● **Text segment**:
Ah, summer! Perhaps you have been enjoying the great outdoors, hiking through the lush forests of the Pacific Northwest, biking through the Appalachian wilderness, or relaxing in the backwoods of the deep South. Also, perhaps you forgot (or never learned) the old Boy Scout adage "leaves three - let it be, berries white - poisonous sight." A few days after your escapades maybe you returned home to find an itchy red rash spreading over your arms and legs. Blast! You just became another victim of urushiol!

The irritating chemicals in plants such as poison oak, poison ivy, and poison sumac are called urushiol oils, and collectively are part of a group of biologically active molecules called catechols. Figure 1 illustrates catechol, a benzenediol (or, if it pleases you, o-hydroxyphenol), which is the parent compound of all catechols, and heptadecylcatechol, the particular species found in poison oak. The catechols found in various plants generally vary only in the length of the hydrocarbon chain hanging off the benzene ring¹.

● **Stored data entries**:
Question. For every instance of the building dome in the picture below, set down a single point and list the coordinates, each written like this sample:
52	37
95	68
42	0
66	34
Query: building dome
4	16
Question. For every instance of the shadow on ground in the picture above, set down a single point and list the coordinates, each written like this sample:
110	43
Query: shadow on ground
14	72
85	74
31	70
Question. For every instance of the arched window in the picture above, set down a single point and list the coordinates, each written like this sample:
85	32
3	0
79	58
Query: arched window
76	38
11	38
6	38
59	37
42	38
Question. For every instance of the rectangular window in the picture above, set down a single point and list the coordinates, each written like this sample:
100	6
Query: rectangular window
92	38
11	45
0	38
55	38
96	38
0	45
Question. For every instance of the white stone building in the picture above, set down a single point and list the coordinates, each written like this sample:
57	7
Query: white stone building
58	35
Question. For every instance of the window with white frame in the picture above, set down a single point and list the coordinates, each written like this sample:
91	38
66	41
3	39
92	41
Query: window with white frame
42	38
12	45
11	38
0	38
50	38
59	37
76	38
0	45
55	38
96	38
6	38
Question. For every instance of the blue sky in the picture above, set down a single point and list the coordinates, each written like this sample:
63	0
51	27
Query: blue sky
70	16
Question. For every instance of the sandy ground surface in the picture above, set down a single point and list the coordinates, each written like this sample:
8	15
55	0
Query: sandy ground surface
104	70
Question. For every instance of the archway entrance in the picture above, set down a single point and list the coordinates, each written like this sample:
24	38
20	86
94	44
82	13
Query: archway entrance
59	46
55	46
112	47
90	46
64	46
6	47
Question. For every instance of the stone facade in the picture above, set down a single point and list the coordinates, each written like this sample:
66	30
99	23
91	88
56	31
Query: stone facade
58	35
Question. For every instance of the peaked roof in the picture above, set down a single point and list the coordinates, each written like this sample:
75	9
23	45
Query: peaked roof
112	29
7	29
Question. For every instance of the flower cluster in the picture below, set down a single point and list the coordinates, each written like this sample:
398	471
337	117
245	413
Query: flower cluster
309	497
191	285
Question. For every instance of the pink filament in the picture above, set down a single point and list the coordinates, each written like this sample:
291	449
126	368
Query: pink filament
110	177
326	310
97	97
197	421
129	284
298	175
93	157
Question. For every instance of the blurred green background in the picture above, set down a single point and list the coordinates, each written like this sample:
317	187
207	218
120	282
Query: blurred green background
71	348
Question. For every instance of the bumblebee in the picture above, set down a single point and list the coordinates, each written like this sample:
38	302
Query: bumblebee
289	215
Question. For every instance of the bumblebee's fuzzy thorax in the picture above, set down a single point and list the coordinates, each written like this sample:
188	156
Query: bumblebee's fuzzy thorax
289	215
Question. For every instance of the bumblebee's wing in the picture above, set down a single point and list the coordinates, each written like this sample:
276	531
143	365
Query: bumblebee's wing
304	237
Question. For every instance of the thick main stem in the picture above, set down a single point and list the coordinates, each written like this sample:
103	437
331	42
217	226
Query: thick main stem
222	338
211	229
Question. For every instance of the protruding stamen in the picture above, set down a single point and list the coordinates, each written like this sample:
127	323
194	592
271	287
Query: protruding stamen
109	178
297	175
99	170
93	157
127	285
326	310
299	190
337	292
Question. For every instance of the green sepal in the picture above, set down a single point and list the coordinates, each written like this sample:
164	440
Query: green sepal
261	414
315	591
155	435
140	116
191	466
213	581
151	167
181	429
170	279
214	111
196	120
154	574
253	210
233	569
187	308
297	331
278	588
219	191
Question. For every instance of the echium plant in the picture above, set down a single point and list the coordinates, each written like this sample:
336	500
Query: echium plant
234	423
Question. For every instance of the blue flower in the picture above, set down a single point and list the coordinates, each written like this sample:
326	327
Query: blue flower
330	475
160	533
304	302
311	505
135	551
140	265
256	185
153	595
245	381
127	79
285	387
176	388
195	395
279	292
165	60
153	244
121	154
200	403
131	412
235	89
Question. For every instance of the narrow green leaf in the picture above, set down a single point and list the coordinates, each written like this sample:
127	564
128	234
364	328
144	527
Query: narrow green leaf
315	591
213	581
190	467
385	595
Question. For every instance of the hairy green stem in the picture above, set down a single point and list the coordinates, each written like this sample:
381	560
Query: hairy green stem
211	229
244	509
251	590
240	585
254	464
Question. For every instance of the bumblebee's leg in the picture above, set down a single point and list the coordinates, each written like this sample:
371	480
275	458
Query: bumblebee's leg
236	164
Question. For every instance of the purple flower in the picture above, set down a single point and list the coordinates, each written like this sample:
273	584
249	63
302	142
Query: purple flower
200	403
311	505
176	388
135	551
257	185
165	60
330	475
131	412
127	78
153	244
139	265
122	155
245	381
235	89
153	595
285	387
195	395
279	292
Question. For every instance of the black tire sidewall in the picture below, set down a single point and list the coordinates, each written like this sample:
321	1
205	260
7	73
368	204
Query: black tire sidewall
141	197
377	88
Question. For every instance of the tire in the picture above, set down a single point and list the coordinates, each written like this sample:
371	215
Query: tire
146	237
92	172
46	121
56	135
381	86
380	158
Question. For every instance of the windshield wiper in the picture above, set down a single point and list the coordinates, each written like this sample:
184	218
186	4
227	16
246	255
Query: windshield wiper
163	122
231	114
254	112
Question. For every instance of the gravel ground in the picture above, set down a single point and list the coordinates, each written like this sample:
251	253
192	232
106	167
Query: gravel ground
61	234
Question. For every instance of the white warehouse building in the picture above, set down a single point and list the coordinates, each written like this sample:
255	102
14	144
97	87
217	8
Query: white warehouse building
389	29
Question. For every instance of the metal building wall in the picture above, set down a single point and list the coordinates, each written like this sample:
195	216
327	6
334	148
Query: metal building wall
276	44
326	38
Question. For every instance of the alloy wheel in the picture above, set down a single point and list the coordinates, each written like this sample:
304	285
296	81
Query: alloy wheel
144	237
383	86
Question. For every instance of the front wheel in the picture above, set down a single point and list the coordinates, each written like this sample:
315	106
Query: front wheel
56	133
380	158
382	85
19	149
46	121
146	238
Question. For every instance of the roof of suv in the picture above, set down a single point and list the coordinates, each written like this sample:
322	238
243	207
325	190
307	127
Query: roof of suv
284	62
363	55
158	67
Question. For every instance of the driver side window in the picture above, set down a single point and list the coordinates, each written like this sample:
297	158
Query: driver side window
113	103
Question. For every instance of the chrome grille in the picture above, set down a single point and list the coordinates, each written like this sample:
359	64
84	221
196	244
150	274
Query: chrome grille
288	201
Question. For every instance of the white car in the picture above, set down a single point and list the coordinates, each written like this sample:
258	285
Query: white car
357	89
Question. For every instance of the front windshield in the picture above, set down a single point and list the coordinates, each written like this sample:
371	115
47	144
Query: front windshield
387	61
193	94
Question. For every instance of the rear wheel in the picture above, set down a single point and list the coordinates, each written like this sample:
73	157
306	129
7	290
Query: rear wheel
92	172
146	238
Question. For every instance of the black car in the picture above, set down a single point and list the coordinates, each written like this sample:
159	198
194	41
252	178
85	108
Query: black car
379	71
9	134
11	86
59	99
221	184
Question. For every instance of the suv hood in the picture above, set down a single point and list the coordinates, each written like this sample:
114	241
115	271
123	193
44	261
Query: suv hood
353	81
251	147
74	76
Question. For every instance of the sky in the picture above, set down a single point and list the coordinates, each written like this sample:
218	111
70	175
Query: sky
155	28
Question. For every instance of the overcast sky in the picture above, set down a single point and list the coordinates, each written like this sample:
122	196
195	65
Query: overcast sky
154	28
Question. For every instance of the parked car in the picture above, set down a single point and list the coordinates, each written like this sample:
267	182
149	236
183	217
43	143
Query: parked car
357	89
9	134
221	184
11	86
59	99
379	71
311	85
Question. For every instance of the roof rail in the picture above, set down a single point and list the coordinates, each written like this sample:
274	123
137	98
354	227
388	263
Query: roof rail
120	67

● **Prompt A**: In the urushiol text, which catechol species is found in poison oak?
● **Prompt B**: List every plant that the urushiol text names as containing urushiol oils.
● **Prompt C**: Write out the part of the urushiol text that opens with the words containing "The irritating chemicals" and closes with "the benzene ring¹.".

● **Exercise output A**: Heptadecylcatechol

● **Exercise output B**: Poison oak, poison ivy, poison sumac

● **Exercise output C**:
The irritating chemicals in plants such as poison oak, poison ivy, and poison sumac are called urushiol oils, and collectively are part of a group of biologically active molecules called catechols. Figure 1 illustrates catechol, a benzenediol (or, if it pleases you, o-hydroxyphenol), which is the parent compound of all catechols, and heptadecylcatechol, the particular species found in poison oak. The catechols found in various plants generally vary only in the length of the hydrocarbon chain hanging off the benzene ring¹.